***** DOCUMENT SECTION *****

Include the screenings as part of a curriculum or as an extra credit option: students who are required to attend form a core audience at festivals or events and Professors who assign the screenings as part of a course are usually more apt to get involved with the promotion and organization.
Collaborate with other departments and professors: more people involved brings larger funds and a better promotional and organizational outcome. For a festival, you could establish a committee to select the films.
Choose someone to introduce the screenings and facilitate post-screening discussions. This usually results in a larger audience.
Ask students to write a review, paper, or diary entry on the films for extra credit.
Encourage student involvement in the organization of the festival or event via internships or work-study programs. There are many students who are genuinely interested in this kind of work and it can be a good way to increase interest and attendance.
Organize a Q&A with the filmmaker. That always attracts an audience.
Screen the films on different days of the week—some weekdays and some weekends. Most people have set activities on a specific day, so this will ensure that there are options for everybody.
For a festival, choose your opening night film wisely: selecting a more accessible first film is a good way to draw a wider audience and create interest in the films to follow. If the first film is too challenging, this can negatively impact audience turnout for the duration of the festival.

***** RECORD EXCERPTS *****

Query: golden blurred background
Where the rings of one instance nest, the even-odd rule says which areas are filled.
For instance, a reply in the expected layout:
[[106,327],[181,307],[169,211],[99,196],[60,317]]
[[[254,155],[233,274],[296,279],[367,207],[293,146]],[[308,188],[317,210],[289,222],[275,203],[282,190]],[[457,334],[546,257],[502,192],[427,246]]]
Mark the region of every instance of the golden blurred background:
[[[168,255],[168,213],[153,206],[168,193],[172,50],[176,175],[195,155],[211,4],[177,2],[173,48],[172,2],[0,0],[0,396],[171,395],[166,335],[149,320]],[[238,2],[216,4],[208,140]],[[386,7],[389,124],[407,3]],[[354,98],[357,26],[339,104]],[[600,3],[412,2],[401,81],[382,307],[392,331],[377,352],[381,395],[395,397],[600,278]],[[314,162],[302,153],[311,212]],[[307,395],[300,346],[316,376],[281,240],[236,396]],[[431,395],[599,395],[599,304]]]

*****

- _GOALS_:
(1) Do these statements agree with the film screening tips? For each, answer yes or no and quote the words from the tips that decide it.
(a) A Q&A with the filmmaker is said to always attract an audience.
(b) The films should be screened only on weekends.
(c) A challenging opening night film is recommended to draw a wider audience.
(2) Print the film screening tips from "Ask students to" up to and including "attracts an audience.".
(3) Answer these questions from the film screening tips:
(a) What could be established to select the films for a festival?
(b) Through what programs could students be involved in organizing the festival or event?
(c) What could students write on the films for extra credit?

- _ANSWERS TO THE PROBLEMS_:
(1)
(a) Yes: "Organize a Q&A with the filmmaker. That always attracts an audience."
(b) No: "Screen the films on different days of the week—some weekdays and some weekends."
(c) No: "selecting a more accessible first film is a good way to draw a wider audience"

(2)
Ask students to write a review, paper, or diary entry on the films for extra credit.
Encourage student involvement in the organization of the festival or event via internships or work-study programs. There are many students who are genuinely interested in this kind of work and it can be a good way to increase interest and attendance.
Organize a Q&A with the filmmaker. That always attracts an audience.

(3)
(a) A committee.
(b) Internships or work-study programs.
(c) A review, paper, or diary entry.